Supplied data START
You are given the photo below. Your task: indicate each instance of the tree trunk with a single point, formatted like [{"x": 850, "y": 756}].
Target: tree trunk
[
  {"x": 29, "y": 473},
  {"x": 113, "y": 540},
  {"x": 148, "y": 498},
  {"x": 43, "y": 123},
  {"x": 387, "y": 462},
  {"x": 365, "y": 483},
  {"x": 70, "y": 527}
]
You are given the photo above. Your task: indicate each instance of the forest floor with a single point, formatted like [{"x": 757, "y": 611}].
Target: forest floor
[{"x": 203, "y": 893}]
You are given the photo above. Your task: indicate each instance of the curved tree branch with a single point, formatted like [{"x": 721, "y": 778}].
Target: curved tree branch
Supplied data END
What this task involves: Please copy out each line of the data in which the word "indicate" occurs.

Solution for this exercise:
You are given the photo below. Your task: indicate each instance of the tree trunk with a single point, formatted like [{"x": 850, "y": 756}].
You are given the photo above. Your task: indicate each instance of the forest floor with a single point, formatted like [{"x": 757, "y": 611}].
You are given the photo above. Your task: indicate each instance of the curved tree branch with a single point, formatted like [{"x": 721, "y": 778}].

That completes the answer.